# I think they are gone.......



## frznFinn (Jan 25, 2004)

It's been a few days since I saw my hummingbirds....I think they are gone for the winter.....:sad:


----------



## Ranger Ray (Mar 2, 2003)

frznFinn said:


> It's been a few days since I saw my hummingbirds....I think they are gone for the winter.....:sad:


Still visiting my feeder.


----------



## Linda G. (Mar 28, 2002)

We had them here until a day or so ago, but if they've left, they JUST left. 

While hunting doves in Ohio last week, we saw HUNDREDS of hummingbirds in the fields-everywhere.


----------



## duxdog (Apr 13, 2008)

Still here tonight on our feeder.


----------



## severus (Feb 8, 2000)

Well, it was fun while it lasted. I'm going to leave my feeder out for awhile just in case.


----------



## Happy Jack (Jan 21, 2003)

Had 3 over the weekend. Only 1 yesterday.


----------



## 22 Chuck (Feb 2, 2006)
■ ■ ■ ■
● Parts of the exercise
**1.** In the hummingbird thread, what did Linda G. see while hunting doves in Ohio last week?
**2.** Extend the hummingbird thread from its final line onward.

● Collected data entries
■ ■ ■ ■
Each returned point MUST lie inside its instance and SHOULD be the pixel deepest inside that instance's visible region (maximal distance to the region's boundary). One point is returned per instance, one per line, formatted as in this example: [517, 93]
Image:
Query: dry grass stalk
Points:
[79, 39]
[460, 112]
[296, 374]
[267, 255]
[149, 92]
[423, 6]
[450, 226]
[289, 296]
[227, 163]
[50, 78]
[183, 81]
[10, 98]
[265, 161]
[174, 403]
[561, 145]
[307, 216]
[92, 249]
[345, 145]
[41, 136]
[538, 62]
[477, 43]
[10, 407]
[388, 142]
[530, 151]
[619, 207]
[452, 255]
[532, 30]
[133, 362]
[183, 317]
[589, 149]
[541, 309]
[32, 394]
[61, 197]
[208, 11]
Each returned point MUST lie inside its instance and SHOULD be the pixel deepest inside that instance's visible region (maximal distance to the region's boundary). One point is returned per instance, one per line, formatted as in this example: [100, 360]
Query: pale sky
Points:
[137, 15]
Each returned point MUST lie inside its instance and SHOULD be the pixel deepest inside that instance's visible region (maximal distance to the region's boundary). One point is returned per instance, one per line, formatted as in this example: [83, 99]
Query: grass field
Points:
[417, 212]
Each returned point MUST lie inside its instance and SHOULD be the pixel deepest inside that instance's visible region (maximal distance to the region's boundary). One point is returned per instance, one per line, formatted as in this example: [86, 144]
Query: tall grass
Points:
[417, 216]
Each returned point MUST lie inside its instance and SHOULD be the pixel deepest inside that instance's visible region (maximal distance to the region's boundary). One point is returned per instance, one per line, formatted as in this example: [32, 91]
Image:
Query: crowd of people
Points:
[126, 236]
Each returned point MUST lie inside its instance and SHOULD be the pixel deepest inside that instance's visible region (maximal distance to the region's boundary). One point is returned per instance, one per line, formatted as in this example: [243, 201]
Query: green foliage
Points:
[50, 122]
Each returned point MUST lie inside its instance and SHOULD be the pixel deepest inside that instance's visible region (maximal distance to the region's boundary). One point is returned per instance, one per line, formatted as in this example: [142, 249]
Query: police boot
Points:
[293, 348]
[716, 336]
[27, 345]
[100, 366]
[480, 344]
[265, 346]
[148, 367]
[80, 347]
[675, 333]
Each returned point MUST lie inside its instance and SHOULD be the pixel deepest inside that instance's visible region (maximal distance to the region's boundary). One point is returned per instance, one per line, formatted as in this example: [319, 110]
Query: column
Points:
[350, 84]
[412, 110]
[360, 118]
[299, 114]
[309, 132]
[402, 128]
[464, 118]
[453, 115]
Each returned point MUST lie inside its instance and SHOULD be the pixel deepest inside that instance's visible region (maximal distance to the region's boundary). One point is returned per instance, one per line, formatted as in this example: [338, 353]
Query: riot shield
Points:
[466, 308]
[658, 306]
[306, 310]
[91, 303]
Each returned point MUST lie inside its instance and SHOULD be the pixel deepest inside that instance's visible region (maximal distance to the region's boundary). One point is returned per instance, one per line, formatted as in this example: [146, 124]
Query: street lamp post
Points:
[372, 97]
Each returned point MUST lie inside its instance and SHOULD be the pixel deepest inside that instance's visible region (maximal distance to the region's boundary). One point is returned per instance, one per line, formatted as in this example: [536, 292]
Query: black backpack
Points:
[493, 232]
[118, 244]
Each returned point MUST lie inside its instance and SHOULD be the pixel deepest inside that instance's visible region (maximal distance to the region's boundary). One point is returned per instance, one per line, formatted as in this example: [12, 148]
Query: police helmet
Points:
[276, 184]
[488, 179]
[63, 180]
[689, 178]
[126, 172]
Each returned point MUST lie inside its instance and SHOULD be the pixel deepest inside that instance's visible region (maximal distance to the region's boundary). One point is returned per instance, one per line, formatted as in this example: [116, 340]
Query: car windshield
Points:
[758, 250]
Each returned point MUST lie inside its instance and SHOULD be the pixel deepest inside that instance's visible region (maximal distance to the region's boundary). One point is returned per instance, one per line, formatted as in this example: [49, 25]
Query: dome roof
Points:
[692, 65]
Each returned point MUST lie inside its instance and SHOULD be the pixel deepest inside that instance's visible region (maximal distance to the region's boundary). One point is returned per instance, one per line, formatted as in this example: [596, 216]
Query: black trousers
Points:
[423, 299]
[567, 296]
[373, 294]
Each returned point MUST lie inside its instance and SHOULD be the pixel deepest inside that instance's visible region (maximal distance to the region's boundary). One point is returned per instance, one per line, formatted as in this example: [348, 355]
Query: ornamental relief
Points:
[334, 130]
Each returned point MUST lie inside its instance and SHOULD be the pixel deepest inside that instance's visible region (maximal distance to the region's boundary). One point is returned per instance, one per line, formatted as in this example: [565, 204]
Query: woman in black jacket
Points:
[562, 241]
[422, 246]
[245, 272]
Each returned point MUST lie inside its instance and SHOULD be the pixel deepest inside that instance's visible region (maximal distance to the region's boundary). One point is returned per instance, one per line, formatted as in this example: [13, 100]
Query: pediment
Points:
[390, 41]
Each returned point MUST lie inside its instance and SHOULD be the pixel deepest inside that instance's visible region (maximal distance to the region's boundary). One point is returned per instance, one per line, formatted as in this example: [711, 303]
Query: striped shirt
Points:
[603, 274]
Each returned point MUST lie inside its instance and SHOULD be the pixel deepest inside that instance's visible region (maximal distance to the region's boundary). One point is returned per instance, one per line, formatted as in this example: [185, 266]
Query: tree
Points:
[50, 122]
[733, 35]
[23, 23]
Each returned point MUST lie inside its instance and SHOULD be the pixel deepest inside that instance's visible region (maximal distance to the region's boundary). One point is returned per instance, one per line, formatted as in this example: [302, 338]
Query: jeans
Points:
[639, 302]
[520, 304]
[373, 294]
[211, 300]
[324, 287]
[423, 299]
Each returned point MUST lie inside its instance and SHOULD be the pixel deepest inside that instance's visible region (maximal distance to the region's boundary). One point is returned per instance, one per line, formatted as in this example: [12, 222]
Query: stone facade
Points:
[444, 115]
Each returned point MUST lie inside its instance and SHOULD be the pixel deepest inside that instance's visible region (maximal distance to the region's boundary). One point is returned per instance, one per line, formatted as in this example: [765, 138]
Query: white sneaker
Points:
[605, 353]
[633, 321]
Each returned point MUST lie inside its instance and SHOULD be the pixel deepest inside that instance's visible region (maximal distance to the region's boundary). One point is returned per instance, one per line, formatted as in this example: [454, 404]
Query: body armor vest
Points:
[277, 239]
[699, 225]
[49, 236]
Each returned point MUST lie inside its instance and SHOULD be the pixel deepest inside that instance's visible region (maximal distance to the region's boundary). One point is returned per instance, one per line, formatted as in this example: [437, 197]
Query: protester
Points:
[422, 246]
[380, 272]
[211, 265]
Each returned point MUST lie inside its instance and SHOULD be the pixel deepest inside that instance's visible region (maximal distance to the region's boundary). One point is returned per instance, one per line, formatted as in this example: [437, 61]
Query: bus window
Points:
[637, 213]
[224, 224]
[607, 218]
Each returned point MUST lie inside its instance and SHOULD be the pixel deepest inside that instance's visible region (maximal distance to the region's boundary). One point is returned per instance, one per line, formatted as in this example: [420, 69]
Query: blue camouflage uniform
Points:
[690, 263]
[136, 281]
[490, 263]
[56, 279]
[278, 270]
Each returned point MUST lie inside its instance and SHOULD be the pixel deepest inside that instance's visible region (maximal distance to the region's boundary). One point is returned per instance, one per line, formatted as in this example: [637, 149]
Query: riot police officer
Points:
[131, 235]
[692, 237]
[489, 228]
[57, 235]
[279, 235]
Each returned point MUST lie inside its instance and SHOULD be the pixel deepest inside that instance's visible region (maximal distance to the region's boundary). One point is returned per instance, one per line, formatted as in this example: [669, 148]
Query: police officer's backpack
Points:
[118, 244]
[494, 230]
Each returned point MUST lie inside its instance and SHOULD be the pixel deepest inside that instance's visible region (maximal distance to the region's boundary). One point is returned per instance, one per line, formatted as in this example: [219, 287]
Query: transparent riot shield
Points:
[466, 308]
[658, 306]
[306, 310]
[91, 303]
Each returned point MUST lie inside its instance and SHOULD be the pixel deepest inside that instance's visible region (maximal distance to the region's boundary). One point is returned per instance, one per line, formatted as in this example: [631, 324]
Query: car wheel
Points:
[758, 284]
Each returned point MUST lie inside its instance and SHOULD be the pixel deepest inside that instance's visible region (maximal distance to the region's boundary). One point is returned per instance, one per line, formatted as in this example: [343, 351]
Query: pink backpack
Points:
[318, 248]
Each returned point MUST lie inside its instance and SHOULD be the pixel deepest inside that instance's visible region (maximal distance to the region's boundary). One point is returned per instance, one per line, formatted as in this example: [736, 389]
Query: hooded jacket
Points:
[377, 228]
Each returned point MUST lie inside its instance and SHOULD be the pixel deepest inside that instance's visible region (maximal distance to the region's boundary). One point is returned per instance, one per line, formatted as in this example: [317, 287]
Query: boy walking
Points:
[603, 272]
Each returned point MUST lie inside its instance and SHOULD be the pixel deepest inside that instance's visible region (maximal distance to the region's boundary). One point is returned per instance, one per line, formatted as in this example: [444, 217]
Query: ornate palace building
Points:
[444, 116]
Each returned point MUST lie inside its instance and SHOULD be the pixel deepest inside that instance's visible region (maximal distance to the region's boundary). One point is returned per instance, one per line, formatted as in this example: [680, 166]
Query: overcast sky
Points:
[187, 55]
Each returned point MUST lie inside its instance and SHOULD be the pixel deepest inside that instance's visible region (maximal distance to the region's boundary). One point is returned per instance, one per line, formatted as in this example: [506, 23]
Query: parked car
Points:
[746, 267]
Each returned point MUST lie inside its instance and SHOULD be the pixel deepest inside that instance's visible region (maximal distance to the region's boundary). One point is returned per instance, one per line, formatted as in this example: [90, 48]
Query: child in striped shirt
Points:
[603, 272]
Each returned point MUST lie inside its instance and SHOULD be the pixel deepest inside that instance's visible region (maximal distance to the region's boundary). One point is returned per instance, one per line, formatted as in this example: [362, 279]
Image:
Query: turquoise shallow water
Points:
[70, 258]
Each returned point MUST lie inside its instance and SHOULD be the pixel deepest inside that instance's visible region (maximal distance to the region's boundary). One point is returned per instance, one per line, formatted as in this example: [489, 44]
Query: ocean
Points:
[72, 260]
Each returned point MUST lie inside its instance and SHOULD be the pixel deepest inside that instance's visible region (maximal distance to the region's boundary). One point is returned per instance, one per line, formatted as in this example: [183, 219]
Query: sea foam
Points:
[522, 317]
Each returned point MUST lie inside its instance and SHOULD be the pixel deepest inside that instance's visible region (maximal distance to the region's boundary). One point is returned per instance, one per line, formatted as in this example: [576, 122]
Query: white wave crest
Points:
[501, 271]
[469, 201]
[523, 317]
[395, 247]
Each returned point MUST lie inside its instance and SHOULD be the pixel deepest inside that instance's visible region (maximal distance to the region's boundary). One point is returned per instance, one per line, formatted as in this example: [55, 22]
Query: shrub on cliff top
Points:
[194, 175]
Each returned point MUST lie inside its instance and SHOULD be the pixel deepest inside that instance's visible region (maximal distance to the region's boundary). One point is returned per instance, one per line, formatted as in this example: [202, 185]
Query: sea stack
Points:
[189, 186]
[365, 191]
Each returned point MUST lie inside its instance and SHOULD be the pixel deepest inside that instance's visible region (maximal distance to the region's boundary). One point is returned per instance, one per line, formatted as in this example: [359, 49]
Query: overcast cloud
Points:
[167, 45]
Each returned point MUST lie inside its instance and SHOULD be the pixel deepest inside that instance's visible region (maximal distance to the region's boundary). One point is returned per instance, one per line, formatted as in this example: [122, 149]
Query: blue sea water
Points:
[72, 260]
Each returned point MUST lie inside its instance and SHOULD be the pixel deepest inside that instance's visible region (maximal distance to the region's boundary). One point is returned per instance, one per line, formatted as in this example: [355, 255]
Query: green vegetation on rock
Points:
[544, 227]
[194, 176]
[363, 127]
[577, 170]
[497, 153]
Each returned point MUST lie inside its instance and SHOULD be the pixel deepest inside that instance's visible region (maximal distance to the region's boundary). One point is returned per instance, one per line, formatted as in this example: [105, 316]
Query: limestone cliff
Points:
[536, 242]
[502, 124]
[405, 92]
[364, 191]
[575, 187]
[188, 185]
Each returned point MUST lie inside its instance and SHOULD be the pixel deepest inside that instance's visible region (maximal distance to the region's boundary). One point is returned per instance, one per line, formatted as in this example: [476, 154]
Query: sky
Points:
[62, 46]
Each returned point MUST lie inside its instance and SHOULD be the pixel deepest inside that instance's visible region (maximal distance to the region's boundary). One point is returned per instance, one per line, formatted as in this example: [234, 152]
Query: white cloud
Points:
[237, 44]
■ ■ ■ ■
● Written answers
**1.** Hundreds of hummingbirds in the fields, everywhere.

**2.**
Still here on the weekend.

37 degrees (or less) here this am.


----------



## mwp (Feb 18, 2004)

still here as well,but its almost time!!


----------



## FREEPOP (Apr 11, 2002)

Saw some visiting the sunflowers last night.


----------



## tree_rat (Aug 28, 2008)

Had some at mine this morning, 49 degrees.


----------



## Fishndude (Feb 22, 2003)

They are still visiting my Butterfly bushes, and Trumpet Vines daily. But I live in SE Michigan.


----------



## outdoor junkie (Sep 16, 2003)

Still have a few visiting my feeders and sunflowers. I've had one the past week or so that will land on our finger and drink from the feeder. Pretty cool. We have one or two every year by the end of the season that act like pets. Love them little birds.


----------



## wally-eye (Oct 27, 2004)

Still have a half dozen or so hanging around yet........I'm 10 miles north of Fremont. Don't think it'll be much longer though.....


----------



## Happy Jack (Jan 21, 2003)

Not gone yet in N Oaklsnd. I have 1 hanging around today.


----------



## rick (Dec 3, 2000)

Very cool while it lasted



















Elvis has left the building up in Luzerne


----------



## Bowslayer (Aug 29, 2005)

I was surprised to have one visit today, a female. Im in K-zoo


----------



## RollingRock (Nov 30, 2004)

Still had 2 at the cabin this past weekend. 8 miles west of Mio.


----------



## Ladygill (Dec 28, 2002)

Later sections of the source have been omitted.